Set exercise: Convert the lines below into a JSON list of strings with one string per line, and omit any blank lines.

Available records:
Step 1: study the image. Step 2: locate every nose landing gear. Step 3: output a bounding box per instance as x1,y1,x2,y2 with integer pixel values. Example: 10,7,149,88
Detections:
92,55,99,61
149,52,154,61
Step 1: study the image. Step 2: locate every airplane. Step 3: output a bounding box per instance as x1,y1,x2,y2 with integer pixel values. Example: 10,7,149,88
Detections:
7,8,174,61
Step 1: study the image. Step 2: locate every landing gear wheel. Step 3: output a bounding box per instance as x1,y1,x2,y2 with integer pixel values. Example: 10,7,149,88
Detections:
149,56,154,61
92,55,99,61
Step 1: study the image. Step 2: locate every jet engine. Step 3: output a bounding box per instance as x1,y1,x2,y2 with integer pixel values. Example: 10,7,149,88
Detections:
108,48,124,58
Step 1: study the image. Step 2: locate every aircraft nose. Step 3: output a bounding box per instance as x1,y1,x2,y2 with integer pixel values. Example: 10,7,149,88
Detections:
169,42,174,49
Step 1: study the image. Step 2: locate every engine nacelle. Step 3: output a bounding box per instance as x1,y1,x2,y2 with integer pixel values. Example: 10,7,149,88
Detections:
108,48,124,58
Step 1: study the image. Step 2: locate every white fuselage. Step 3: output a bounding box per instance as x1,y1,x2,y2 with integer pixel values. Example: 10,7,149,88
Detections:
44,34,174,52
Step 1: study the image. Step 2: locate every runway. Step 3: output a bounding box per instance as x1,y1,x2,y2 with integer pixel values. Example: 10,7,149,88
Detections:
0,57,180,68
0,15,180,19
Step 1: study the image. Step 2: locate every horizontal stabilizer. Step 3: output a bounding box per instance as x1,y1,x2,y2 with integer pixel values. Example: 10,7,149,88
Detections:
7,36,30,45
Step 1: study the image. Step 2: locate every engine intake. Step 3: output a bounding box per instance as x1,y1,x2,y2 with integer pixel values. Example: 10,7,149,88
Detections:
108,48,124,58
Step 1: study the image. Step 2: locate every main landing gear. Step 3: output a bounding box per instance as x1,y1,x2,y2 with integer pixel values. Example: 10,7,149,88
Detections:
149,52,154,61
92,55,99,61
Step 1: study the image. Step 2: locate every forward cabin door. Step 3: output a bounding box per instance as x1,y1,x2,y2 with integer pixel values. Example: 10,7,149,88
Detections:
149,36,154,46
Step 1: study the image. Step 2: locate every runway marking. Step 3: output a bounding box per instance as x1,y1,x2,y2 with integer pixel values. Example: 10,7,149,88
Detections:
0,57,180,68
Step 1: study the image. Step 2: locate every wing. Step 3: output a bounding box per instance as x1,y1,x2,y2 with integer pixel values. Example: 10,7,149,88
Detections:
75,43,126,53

Task response:
[
  "Step 1: study the image. Step 2: locate every nose landing gear. Step 3: output a bounding box per instance as x1,y1,x2,y2 with integer pixel values. Example: 10,7,149,88",
  "Detections:",
  "92,55,99,61",
  "149,52,154,61",
  "Step 1: study the image. Step 2: locate every airplane. Step 3: output a bounding box per instance as x1,y1,x2,y2 with integer pixel values. Example: 10,7,149,88",
  "Detections:",
  "7,8,174,61",
  "Step 1: study the image. Step 2: locate every landing gear wheel. Step 3: output a bounding box per instance as x1,y1,x2,y2 with integer pixel values. Example: 10,7,149,88",
  "Detections:",
  "149,56,154,61",
  "92,55,99,61",
  "Step 1: study the image. Step 2: locate every jet engine. Step 3: output a bounding box per instance as x1,y1,x2,y2 with integer pixel values. Example: 10,7,149,88",
  "Detections:",
  "108,48,124,58",
  "Step 1: study the image. Step 2: locate every aircraft nose. Step 3: output a bounding box per instance as x1,y1,x2,y2 with integer pixel values. Example: 10,7,149,88",
  "Detections:",
  "169,42,174,49",
  "Step 1: study the image. Step 2: locate every engine nacelle. Step 3: output a bounding box per instance as x1,y1,x2,y2 with integer pixel values. Example: 10,7,149,88",
  "Detections:",
  "108,48,124,58",
  "Step 1: study the image. Step 2: locate every white fuselage. Step 3: output a bounding box per instance as x1,y1,x2,y2 with integer pixel values. Example: 10,7,149,88",
  "Detections:",
  "44,34,174,52",
  "Step 1: study the image. Step 2: locate every runway. Step 3: output a bounding box per instance as x1,y1,x2,y2 with integer pixel values. Example: 10,7,149,88",
  "Detections:",
  "0,57,180,68",
  "0,15,180,19",
  "Step 1: study the image. Step 2: locate every horizontal stabilizer. Step 3: output a bounding box per instance as x1,y1,x2,y2 with integer pixel values. Example: 10,7,149,88",
  "Detections:",
  "7,36,30,45",
  "Step 1: study the image. Step 2: locate every engine intake. Step 3: output a bounding box per instance as x1,y1,x2,y2 with integer pixel values. Example: 10,7,149,88",
  "Detections:",
  "108,48,124,58",
  "Step 1: study the image. Step 2: locate every main landing gear. Step 3: output a bounding box per instance as x1,y1,x2,y2 with integer pixel values. Example: 10,7,149,88",
  "Detections:",
  "149,52,154,61",
  "92,55,99,61",
  "Step 1: study the image. Step 2: locate every forward cabin door. Step 3: output a bounding box per instance as x1,y1,x2,y2 with integer pixel values. Example: 10,7,149,88",
  "Detections:",
  "149,36,154,46",
  "Step 1: study the image. Step 2: locate every runway marking. Step 3: output a bounding box per instance as x1,y1,x2,y2 with integer pixel values. Example: 10,7,149,88",
  "Detections:",
  "0,57,180,68",
  "Step 1: study the image. Step 2: locate every wing. Step 3: output a bounding box per instance as x1,y1,x2,y2 with integer pixel values. Example: 10,7,149,88",
  "Detections:",
  "75,43,126,53"
]